A biologist, researcher, and founder of the Mariposa Education and Research Foundation, Voeller died from AIDS-related complications on February 13, 1994 at his home in Topanga, Calif. Voeller was perhaps best known for coining the acronym AIDS for "acquired immune deficiency syndrome," a term he used in objection to the disease's earlier label, GRID, or "gay-related immune disorder." From 1961 to 1972, he held various positions on the faculty of Rockefeller University. A prominent gay rights activist, Voeller helped found the National Gay Task Force (NGTF) in 1973 and with Jean O'Leary, served as first co-directors. He also served as President of the Gay Activists Alliance in New York City. In 1980, Voeller established the Mariposa Foundation based in Topanga, to conduct human sexuality research, placing special emphasis on reducing the risks of sexually transmitted diseases. At the time of his death, Voeller's research with the Mariposa Foundation centered on the reliability of various brands of condoms in preventing the spread of diseases. A result of this research was a study funded in part by the American Foundation for AIDS Research and the National Institutes of Health, that ranked 31 brands of condoms under various conditions. Voeller was also conducting viral leakage studies for the recently approved "female" condom.

- _EXERCISE DATA_:
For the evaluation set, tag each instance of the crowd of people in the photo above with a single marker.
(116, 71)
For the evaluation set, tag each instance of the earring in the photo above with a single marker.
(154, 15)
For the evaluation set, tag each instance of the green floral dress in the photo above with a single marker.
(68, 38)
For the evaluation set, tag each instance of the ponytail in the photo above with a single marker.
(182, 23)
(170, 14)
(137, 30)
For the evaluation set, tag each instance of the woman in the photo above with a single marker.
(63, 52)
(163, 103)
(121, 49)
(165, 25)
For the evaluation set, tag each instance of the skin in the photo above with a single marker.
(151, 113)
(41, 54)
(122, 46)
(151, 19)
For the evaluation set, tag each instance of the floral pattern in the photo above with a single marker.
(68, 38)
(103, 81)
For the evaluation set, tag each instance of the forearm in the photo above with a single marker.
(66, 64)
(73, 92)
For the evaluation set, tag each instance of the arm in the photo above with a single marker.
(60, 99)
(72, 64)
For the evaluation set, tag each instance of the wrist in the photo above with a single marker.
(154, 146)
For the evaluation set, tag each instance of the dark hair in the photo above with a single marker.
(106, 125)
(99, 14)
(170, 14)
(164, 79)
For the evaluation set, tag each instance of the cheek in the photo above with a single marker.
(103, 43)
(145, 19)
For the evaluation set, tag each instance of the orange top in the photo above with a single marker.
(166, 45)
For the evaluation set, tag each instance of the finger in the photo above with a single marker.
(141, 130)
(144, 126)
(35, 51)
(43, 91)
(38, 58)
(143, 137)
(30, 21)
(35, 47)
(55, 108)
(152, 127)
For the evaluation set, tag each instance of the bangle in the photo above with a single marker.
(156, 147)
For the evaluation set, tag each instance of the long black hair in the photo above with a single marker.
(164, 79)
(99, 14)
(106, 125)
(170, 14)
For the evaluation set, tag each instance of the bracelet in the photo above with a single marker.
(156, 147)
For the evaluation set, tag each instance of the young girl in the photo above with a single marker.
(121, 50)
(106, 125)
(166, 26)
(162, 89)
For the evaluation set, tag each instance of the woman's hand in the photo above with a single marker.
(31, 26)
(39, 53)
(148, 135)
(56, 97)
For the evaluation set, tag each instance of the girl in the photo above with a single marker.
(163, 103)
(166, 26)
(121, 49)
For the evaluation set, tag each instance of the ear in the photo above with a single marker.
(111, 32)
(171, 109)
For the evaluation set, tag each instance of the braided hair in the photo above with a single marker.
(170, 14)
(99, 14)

--

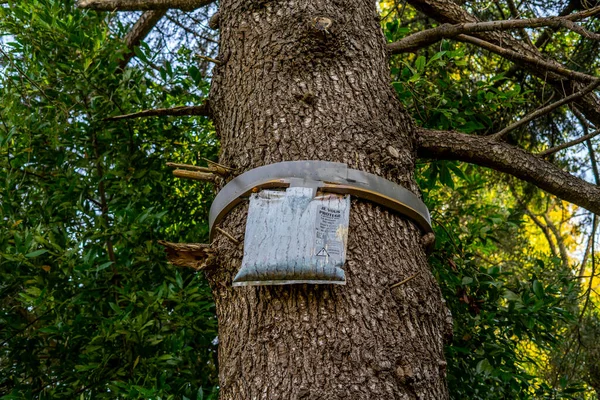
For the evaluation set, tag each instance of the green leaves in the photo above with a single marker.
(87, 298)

- _TASK 1_:
Recast the paragraph of the Voeller biography that begins "A biologist, researcher, and founder" as a list that keeps its main facts.
- _TASK 2_:
Using the Voeller biography, answer these questions:
(a) In what year did Voeller help found the National Gay Task Force?
(b) How many brands of condoms did the study described in the biography rank?
(c) Where was the Mariposa Foundation based?
- _TASK 3_:
Write a continuation of the Voeller biography that begins immediately after its final sentence.
The rows have no connection to the biographical text about Voeller.

- _EXERCISE RESPONSE 1_:
- Voeller was a biologist, researcher, and founder of the Mariposa Education and Research Foundation.
- He died from AIDS-related complications on February 13, 1994, at his home in Topanga, Calif.
- He is perhaps best known for coining the acronym AIDS ("acquired immune deficiency syndrome") in objection to the earlier label GRID ("gay-related immune disorder").
- From 1961 to 1972, he held various faculty positions at Rockefeller University.
- A prominent gay rights activist, he helped found the National Gay Task Force (NGTF) in 1973 and served with Jean O'Leary as its first co-directors.
- He was President of the Gay Activists Alliance in New York City.
- In 1980, he established the Mariposa Foundation in Topanga to conduct human sexuality research, with emphasis on reducing the risks of sexually transmitted diseases.
- At his death, his research focused on how reliably various condom brands prevent the spread of disease. This work produced a study, funded in part by the American Foundation for AIDS Research and the National Institutes of Health, that ranked 31 brands under various conditions.
- He was also conducting viral leakage studies for the recently approved "female" condom.

- _EXERCISE RESPONSE 2_:
(a) 1973
(b) 31
(c) Topanga

- _EXERCISE RESPONSE 3_:
Mariposa also worked to protect research material on the social and political aspects of sexuality. Aware that papers, books, and ephemera on the lesbian and gay rights movement were in particular danger of being lost or destroyed, a network of volunteers searched for and gathered such material together. As this collection grew, Voeller and his friend David B. Goodstein began to consider how to ensure its preservation and professional care, make it more widely accessible for scholarship, and increase its visibility. They believed that the time had come for a major research library to take up the project of documenting sexuality. The gift of the Mariposa archives to Cornell University Library in 1988 launched such a program -- the Human Sexuality Collection.